Render every line of the items below as a JSON list of strings, one string per line, with blank lines left out. Leave the pictures out of the list.

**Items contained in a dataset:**
>>>>>
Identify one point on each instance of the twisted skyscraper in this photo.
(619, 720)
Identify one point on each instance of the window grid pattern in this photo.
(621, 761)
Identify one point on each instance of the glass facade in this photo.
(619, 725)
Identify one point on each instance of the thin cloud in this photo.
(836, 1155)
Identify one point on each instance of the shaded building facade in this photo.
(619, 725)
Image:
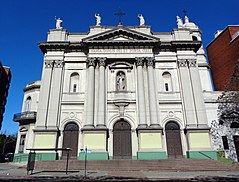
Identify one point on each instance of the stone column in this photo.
(90, 93)
(141, 93)
(44, 95)
(198, 95)
(101, 102)
(152, 93)
(187, 94)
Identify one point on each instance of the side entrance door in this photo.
(236, 143)
(122, 144)
(173, 139)
(70, 139)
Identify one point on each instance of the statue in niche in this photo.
(120, 81)
(141, 20)
(98, 19)
(58, 23)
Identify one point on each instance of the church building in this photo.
(122, 92)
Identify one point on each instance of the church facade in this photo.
(122, 92)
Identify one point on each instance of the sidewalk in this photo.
(17, 172)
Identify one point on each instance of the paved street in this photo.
(17, 172)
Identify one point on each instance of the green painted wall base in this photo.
(151, 155)
(39, 157)
(94, 156)
(202, 154)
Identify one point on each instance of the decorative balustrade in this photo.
(25, 116)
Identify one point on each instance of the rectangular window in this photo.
(225, 142)
(74, 87)
(166, 87)
(22, 144)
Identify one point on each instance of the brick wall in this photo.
(223, 55)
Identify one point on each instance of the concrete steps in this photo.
(137, 165)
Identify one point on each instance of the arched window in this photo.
(74, 82)
(28, 104)
(120, 81)
(194, 38)
(167, 81)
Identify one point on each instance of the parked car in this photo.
(9, 157)
(2, 158)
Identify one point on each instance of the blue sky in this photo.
(23, 23)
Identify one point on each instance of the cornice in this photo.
(65, 46)
(32, 87)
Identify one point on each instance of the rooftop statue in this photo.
(141, 20)
(179, 22)
(186, 19)
(98, 19)
(58, 23)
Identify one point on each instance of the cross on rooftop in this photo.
(119, 14)
(185, 12)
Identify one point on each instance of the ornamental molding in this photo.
(101, 61)
(49, 63)
(182, 63)
(54, 63)
(139, 61)
(187, 62)
(150, 61)
(58, 63)
(192, 62)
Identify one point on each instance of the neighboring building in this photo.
(223, 56)
(5, 78)
(124, 92)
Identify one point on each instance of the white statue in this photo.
(58, 23)
(141, 20)
(98, 19)
(179, 22)
(120, 82)
(186, 20)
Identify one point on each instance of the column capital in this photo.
(49, 63)
(182, 63)
(91, 61)
(192, 62)
(139, 61)
(101, 61)
(59, 63)
(150, 61)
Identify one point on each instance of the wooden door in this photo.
(173, 139)
(70, 139)
(236, 142)
(122, 144)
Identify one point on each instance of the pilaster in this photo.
(150, 62)
(90, 93)
(141, 92)
(198, 95)
(187, 94)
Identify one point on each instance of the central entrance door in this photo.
(236, 142)
(70, 139)
(122, 144)
(173, 139)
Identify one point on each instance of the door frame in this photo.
(76, 129)
(121, 132)
(172, 126)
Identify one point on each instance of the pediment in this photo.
(232, 114)
(118, 35)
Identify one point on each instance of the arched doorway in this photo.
(173, 139)
(122, 144)
(70, 138)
<<<<<
**Solved exercise:**
[
  "Identify one point on each instance of the twisted skyscraper in this photo.",
  "(619, 720)",
  "Identify one point on each instance of the window grid pattern in this photo.",
  "(621, 761)",
  "Identify one point on each instance of the glass facade in this photo.",
  "(619, 725)",
  "Identify one point on each instance of the thin cloud in this photo.",
  "(836, 1155)",
  "Identify one point on each instance of the shaded building facade in this photo.",
  "(619, 725)",
  "Image:",
  "Identify one point on each instance of the stone column in this photo.",
  "(90, 93)",
  "(141, 93)",
  "(44, 95)",
  "(198, 95)",
  "(101, 102)",
  "(152, 93)",
  "(187, 94)",
  "Identify one point on each instance of the side entrance door in this photo.",
  "(236, 143)",
  "(122, 144)",
  "(173, 139)",
  "(70, 139)",
  "Identify one point on each instance of the statue in niche in this photo.",
  "(120, 81)",
  "(141, 20)",
  "(98, 19)",
  "(58, 23)",
  "Identify one point on each instance of the church building in this photo.",
  "(122, 92)",
  "Identify one point on each instance of the church facade in this photo.",
  "(122, 92)",
  "Identify one point on each instance of the sidewalk in this photo.",
  "(17, 172)",
  "Identify one point on each instance of the paved street in this photo.",
  "(17, 172)",
  "Identify one point on each instance of the green painted wall base in this photo.",
  "(151, 155)",
  "(39, 157)",
  "(94, 156)",
  "(202, 154)",
  "Identify one point on each instance of the decorative balustrade in this photo.",
  "(25, 116)",
  "Identify one point on each instance of the rectangular window in this photo.",
  "(225, 142)",
  "(74, 87)",
  "(166, 87)",
  "(22, 144)",
  "Identify one point on each instance of the brick wall in this photo.",
  "(223, 55)",
  "Identify one point on each instance of the concrete steps in this photo.",
  "(137, 165)",
  "Identify one point on each instance of the arched window in this photo.",
  "(74, 82)",
  "(28, 104)",
  "(120, 81)",
  "(194, 38)",
  "(167, 81)",
  "Identify one point on each instance of the parked car in this photo.",
  "(9, 157)",
  "(2, 158)",
  "Identify one point on each instance of the blue sky in this photo.",
  "(23, 23)",
  "Identify one point on each instance of the cornice in this photo.",
  "(65, 46)",
  "(32, 87)",
  "Identify one point on each instance of the rooftop statue in this photo.",
  "(141, 20)",
  "(179, 22)",
  "(186, 19)",
  "(98, 19)",
  "(58, 23)",
  "Identify one point on each instance of the cross on rooftop in this photo.",
  "(119, 14)",
  "(185, 12)",
  "Identify one point on each instance of the ornamental molding in this photo.",
  "(101, 61)",
  "(49, 63)",
  "(182, 63)",
  "(54, 63)",
  "(139, 61)",
  "(187, 62)",
  "(150, 61)",
  "(58, 63)",
  "(192, 62)",
  "Identify one point on each instance of the neighboring building in this photo.",
  "(223, 56)",
  "(5, 78)",
  "(124, 92)",
  "Identify one point on each instance of the white statue in this photo.",
  "(58, 23)",
  "(141, 20)",
  "(98, 19)",
  "(179, 22)",
  "(120, 82)",
  "(186, 20)",
  "Identify one point on each instance of the column capital in this photo.",
  "(49, 63)",
  "(182, 63)",
  "(91, 61)",
  "(192, 62)",
  "(139, 61)",
  "(101, 61)",
  "(59, 63)",
  "(150, 61)",
  "Identify one point on each instance of the wooden door in this photo.",
  "(173, 139)",
  "(70, 139)",
  "(236, 142)",
  "(122, 144)",
  "Identify one point on each instance of the pilaster in this photo.",
  "(150, 62)",
  "(90, 93)",
  "(141, 92)",
  "(198, 95)",
  "(187, 94)",
  "Identify one point on each instance of the central entrance door in this photo.",
  "(236, 142)",
  "(70, 139)",
  "(122, 144)",
  "(173, 139)",
  "Identify one point on each instance of the door frame in this photo.",
  "(76, 129)",
  "(121, 132)",
  "(172, 126)",
  "Identify one point on each instance of the pediment in this photo.",
  "(232, 114)",
  "(118, 35)",
  "Identify one point on each instance of the arched doorway in this photo.",
  "(173, 139)",
  "(122, 144)",
  "(70, 138)"
]